╔══

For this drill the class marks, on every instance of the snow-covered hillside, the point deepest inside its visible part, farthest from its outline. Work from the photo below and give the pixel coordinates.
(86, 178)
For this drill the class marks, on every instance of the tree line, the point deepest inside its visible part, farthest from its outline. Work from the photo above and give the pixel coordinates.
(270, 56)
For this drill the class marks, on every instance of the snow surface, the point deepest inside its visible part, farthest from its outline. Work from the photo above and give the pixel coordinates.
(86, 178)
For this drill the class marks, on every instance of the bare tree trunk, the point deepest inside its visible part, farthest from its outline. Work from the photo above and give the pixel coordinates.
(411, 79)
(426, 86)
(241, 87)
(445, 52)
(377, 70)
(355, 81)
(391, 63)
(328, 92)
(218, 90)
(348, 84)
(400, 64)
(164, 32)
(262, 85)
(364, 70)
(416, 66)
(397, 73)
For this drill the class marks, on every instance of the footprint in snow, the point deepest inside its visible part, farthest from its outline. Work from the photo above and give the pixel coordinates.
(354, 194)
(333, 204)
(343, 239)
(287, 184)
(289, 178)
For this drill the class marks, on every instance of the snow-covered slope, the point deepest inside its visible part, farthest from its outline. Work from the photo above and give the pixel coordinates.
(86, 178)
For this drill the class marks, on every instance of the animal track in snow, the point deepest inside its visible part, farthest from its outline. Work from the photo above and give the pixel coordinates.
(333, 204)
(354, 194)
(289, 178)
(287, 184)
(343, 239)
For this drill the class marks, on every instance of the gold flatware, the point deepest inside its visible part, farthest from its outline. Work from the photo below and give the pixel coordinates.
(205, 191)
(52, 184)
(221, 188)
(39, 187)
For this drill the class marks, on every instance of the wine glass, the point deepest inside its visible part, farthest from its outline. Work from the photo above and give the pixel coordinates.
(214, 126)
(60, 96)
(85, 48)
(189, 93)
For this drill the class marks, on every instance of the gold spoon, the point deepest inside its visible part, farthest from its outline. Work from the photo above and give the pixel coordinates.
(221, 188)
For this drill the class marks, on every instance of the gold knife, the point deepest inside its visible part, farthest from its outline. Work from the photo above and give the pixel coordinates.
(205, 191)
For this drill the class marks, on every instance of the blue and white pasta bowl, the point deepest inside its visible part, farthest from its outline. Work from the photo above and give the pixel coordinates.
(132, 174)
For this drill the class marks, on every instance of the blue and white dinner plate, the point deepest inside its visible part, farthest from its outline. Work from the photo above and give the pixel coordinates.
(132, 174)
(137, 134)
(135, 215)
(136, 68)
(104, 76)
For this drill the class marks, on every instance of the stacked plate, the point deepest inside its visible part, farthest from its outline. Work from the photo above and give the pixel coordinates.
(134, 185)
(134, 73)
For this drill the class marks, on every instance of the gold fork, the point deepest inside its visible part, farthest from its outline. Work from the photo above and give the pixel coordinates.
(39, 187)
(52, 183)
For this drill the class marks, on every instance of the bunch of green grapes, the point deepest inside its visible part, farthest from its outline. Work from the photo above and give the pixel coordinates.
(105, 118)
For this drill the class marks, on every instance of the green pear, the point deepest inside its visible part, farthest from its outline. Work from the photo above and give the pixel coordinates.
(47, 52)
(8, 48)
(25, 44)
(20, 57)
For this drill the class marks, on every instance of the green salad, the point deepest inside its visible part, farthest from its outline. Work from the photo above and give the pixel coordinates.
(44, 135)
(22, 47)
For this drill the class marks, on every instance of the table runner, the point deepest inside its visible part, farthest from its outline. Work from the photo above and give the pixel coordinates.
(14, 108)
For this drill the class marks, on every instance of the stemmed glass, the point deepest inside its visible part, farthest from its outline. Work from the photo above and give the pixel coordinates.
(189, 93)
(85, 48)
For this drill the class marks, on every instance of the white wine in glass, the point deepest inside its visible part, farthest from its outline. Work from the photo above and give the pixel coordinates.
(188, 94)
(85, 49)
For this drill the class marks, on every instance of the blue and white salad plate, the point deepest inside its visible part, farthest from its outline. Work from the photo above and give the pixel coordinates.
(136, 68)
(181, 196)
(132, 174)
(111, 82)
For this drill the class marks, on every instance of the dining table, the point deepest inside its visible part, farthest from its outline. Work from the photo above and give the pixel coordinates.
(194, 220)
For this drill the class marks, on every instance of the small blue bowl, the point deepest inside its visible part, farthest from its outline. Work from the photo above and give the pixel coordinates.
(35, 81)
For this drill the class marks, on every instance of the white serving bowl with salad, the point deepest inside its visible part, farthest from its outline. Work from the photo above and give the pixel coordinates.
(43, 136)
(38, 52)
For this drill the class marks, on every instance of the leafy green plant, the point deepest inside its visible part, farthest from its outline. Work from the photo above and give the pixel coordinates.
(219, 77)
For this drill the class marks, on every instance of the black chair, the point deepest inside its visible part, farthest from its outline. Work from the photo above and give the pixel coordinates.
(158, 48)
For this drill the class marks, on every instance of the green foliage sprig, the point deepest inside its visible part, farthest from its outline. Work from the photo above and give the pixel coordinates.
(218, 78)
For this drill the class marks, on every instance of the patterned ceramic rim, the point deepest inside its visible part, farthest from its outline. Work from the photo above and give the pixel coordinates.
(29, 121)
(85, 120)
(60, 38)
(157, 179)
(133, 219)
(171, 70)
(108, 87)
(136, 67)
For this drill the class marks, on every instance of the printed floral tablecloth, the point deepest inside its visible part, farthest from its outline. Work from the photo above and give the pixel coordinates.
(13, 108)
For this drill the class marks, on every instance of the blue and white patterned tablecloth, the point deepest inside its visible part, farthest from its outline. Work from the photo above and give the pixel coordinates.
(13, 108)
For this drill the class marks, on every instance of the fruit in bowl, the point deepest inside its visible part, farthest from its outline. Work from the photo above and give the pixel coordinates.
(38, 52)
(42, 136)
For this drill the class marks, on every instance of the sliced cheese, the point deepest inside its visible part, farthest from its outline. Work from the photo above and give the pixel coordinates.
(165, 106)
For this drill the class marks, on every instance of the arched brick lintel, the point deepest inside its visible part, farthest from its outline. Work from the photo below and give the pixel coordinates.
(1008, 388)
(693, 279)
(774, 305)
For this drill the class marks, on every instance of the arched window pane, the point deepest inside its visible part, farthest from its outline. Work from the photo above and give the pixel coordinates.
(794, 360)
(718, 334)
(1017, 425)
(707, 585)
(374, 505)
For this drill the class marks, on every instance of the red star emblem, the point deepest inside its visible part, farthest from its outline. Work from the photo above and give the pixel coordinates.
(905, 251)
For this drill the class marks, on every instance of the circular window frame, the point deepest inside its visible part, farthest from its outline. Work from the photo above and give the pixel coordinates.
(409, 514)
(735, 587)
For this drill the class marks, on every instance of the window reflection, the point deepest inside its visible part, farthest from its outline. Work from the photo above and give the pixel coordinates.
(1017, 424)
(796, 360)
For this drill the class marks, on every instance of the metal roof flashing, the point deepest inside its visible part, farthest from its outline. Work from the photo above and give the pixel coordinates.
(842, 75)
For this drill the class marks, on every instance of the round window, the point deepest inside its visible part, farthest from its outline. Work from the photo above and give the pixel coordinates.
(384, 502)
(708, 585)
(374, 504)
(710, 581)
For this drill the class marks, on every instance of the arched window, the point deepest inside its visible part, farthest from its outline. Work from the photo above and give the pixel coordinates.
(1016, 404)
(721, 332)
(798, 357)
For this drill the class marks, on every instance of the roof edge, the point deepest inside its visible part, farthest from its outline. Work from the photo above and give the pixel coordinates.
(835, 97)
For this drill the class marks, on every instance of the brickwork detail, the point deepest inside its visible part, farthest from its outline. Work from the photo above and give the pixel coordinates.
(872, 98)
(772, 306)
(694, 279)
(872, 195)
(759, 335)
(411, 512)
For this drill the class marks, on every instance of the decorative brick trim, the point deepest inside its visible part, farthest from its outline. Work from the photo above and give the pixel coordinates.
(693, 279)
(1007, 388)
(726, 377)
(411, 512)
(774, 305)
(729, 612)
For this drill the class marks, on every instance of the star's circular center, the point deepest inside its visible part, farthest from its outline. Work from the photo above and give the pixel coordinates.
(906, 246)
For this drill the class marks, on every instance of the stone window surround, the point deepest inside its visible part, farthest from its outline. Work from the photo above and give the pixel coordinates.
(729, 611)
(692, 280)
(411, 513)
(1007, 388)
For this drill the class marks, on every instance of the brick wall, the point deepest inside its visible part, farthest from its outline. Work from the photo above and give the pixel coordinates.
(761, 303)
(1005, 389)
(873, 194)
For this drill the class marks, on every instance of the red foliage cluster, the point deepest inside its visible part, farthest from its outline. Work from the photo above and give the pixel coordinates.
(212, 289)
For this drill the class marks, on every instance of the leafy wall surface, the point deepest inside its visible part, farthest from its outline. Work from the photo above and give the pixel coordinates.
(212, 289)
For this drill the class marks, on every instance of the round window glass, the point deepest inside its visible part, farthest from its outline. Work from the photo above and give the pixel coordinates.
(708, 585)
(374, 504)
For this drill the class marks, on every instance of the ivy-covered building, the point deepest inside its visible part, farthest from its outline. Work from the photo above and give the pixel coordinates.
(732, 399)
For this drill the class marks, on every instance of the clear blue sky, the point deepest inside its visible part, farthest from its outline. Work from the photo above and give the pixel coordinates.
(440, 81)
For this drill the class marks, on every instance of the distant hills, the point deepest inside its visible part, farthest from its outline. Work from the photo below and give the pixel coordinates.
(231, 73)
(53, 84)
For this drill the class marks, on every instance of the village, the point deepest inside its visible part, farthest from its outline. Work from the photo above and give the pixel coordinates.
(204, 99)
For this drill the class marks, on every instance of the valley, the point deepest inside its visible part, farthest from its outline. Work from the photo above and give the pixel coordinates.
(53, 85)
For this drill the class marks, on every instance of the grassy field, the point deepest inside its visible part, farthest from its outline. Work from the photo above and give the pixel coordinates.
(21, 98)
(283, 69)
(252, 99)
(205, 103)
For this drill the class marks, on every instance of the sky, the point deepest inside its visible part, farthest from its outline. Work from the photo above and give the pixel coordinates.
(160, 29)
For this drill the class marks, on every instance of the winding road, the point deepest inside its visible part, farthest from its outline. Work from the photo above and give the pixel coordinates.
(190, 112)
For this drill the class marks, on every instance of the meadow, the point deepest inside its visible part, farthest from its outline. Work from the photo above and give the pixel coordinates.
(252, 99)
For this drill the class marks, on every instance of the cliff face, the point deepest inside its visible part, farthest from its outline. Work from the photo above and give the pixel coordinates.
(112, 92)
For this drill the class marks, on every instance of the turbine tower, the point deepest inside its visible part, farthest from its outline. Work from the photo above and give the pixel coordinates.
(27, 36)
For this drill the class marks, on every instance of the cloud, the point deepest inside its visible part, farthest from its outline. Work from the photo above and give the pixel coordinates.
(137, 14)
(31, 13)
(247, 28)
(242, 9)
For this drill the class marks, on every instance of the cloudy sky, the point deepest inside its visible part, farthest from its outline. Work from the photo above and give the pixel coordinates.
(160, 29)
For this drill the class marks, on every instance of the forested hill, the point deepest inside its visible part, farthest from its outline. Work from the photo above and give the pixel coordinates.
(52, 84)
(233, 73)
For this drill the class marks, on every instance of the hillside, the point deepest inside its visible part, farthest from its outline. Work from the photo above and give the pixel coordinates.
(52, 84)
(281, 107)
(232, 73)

╚══

REQUEST
Word for word, quote the lines from the line containing "the sky, the" through the end of the material, both included, and nothing else.

EXERCISE OUTPUT
For this drill the class marks, on every instance of the sky, the point deepest inside its visible part, farthest from its outline. Work from the photo above and give the pixel coordinates.
(160, 29)
For this drill the class marks, on every instance of the winding road, the point deepest inside its visible part, farthest from its outline. Work from the photo above and give the pixel coordinates.
(190, 112)
For this drill the class marks, on every instance of the meadow, the point deepest inside its visible part, farthest from its outline. Work from the photo above and give the pixel coordinates.
(252, 99)
For this drill the class marks, on every instance of the cliff face, the point deepest inside its visible part, farthest from its outline. Work from the photo above and give the pixel coordinates.
(112, 92)
For this drill the class marks, on every instance of the turbine tower, the point deepest inside its visible part, farthest from its outline. Work from the photo above and give the pixel coordinates.
(27, 36)
For this drill the class marks, on every instance of the cloud, the point deepest inside its visible part, farthest from its outline. Work from the photo above and give the pixel coordinates.
(137, 14)
(31, 13)
(247, 28)
(242, 9)
For this drill the class marks, on every instance of the cloudy sky, the point deepest inside its visible part, farthest from its outline. Work from the photo above and give the pixel coordinates.
(160, 29)
For this drill the class marks, on every instance of the forested hill, the point deepest inside its visible part, farthest from its outline. Work from the photo above and give the pixel coordinates.
(52, 84)
(233, 73)
For this drill the class marks, on every instance of the hillside, the point deepest inside its visible part, farthest from its outline. Work from the photo above and give the pixel coordinates.
(52, 84)
(281, 107)
(232, 73)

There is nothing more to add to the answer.